TASK REQUIREMENTS ▸ Copy out the entire dd article below word for word, without changing anything.

SUPPLIED PASSAGE ▸

That One Stupid dd Trick and the Ballad of SIGINFO

2 minute read

dd is the *NIX byte copying utility. It’s typically used for copying disks, creating disk images, or initializing disks from images. It can also be using to recover damaged files that can’t otherwise be copied. I mostly use it to make create bootable USB sticks for server installs. However, it’s also pretty opaque.

dd is as old as UNIX itself, so old that it’s flags don’t follow the using convention of using a dash:

dd if=ubuntu-14.04.4-server-amd64.img of=/dev/rdisk3 bs=1m

if, of, and bs are all command line flags. In fact, dd’s syntax is based on IBM’s Job Control Language (JCL), which is why it doesn’t look like UNIX at all.

When dd is running, it give no status information, only reporting what’s it’s done when it’s finished or fails:

sudo dd if=ubuntu-14.04.4-server-amd64.img of=/dev/rdisk3 bs=1m
579+0 records in
579+0 records out
607125504 bytes transferred in 180.563254 secs (3362398 bytes/sec)

SOURCE DATA ▸
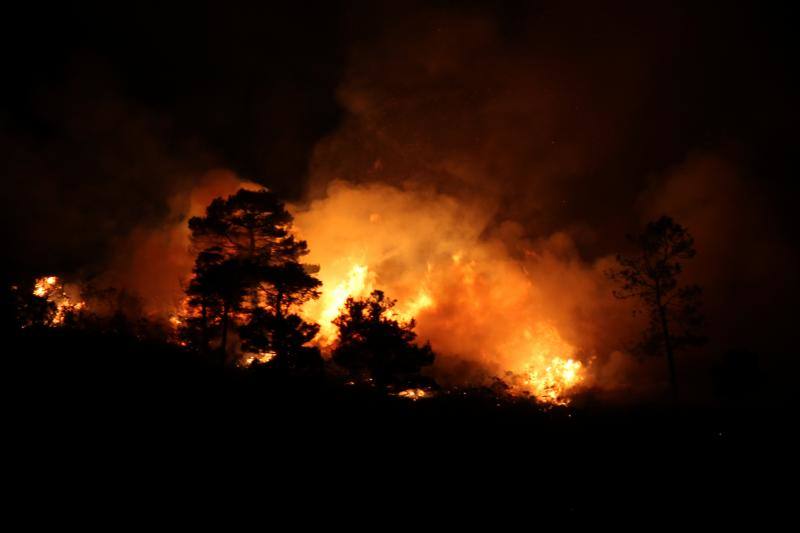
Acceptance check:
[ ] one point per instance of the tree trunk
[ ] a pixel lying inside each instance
(204, 328)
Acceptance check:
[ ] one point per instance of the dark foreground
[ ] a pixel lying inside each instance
(114, 422)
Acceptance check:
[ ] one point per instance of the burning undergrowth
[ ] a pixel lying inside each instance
(480, 307)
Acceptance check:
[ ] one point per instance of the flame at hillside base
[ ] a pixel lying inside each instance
(478, 306)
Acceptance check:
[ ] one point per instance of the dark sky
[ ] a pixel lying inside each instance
(106, 108)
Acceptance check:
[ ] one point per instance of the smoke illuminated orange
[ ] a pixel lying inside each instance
(469, 298)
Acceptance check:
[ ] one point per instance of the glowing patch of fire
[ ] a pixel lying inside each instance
(258, 357)
(52, 288)
(414, 394)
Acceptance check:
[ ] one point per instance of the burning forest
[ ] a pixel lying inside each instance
(563, 230)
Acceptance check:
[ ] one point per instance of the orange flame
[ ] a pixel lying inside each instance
(54, 290)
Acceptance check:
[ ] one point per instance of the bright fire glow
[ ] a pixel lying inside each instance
(414, 394)
(482, 310)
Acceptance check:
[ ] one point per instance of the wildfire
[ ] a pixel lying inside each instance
(414, 394)
(53, 289)
(474, 301)
(356, 282)
(258, 357)
(552, 383)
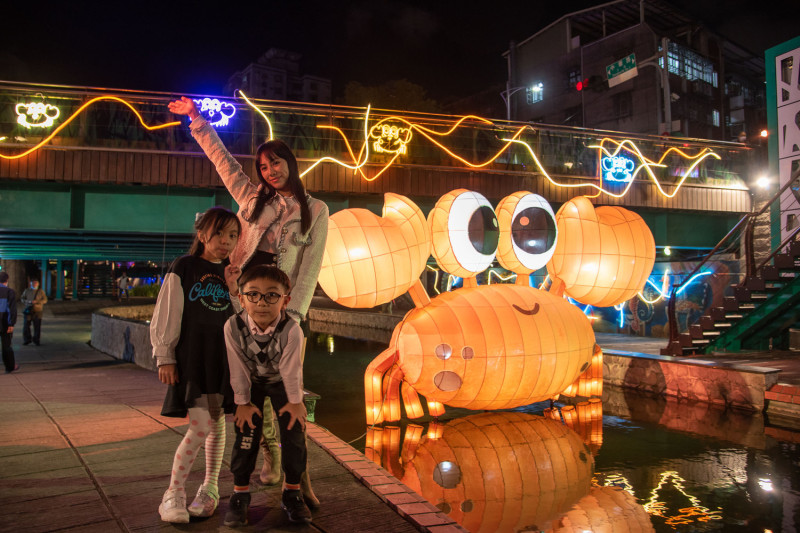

EXPECTED OUTPUT ▸
That One Stupid dd Trick and the Ballad of SIGINFO

2 minute read

dd is the *NIX byte copying utility. It’s typically used for copying disks, creating disk images, or initializing disks from images. It can also be using to recover damaged files that can’t otherwise be copied. I mostly use it to make create bootable USB sticks for server installs. However, it’s also pretty opaque.

dd is as old as UNIX itself, so old that it’s flags don’t follow the using convention of using a dash:

dd if=ubuntu-14.04.4-server-amd64.img of=/dev/rdisk3 bs=1m

if, of, and bs are all command line flags. In fact, dd’s syntax is based on IBM’s Job Control Language (JCL), which is why it doesn’t look like UNIX at all.

When dd is running, it give no status information, only reporting what’s it’s done when it’s finished or fails:

sudo dd if=ubuntu-14.04.4-server-amd64.img of=/dev/rdisk3 bs=1m
579+0 records in
579+0 records out
607125504 bytes transferred in 180.563254 secs (3362398 bytes/sec)